— Begin —

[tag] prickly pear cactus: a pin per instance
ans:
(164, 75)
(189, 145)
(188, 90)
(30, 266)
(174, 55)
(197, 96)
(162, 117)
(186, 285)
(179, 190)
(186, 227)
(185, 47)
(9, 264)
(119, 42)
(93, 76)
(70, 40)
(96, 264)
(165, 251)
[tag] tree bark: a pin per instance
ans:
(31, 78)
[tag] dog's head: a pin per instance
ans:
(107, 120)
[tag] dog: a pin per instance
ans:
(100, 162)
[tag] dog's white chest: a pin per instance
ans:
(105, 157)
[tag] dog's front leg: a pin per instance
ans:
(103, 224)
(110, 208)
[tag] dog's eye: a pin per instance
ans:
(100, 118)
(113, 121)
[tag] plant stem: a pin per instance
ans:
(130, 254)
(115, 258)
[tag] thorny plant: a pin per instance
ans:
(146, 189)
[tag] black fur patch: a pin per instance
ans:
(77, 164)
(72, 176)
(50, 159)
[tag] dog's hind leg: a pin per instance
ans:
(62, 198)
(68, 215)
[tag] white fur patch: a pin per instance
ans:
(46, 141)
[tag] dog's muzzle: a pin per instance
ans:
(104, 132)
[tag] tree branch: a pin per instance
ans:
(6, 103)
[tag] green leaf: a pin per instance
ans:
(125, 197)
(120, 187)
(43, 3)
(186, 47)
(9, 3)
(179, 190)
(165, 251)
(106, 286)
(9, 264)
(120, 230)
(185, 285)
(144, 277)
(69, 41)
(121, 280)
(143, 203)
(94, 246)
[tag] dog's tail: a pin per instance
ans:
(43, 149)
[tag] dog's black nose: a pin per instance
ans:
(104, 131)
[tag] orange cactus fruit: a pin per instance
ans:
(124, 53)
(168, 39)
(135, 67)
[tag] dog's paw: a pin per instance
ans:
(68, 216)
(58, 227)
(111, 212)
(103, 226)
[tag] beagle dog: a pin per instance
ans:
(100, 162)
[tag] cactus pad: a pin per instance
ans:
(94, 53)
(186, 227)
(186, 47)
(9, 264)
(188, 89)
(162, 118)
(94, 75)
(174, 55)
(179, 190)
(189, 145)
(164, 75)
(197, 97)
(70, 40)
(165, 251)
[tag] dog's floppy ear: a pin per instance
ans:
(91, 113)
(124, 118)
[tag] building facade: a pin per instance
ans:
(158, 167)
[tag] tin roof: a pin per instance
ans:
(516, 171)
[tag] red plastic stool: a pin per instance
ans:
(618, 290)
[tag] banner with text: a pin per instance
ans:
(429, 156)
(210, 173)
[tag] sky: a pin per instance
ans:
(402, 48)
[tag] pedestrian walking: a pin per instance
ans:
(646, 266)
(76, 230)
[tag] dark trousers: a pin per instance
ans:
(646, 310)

— End —

> Do this
Render every line from the one containing "[tag] pedestrian walking: a pin per instance" through the last line of the entries, both ends included, as a numbered list. Omit blank lines.

> Result of this task
1. [tag] pedestrian walking: a pin per instance
2. ans:
3. (646, 266)
4. (76, 230)
5. [tag] dark trousers: a pin per instance
6. ans:
7. (646, 310)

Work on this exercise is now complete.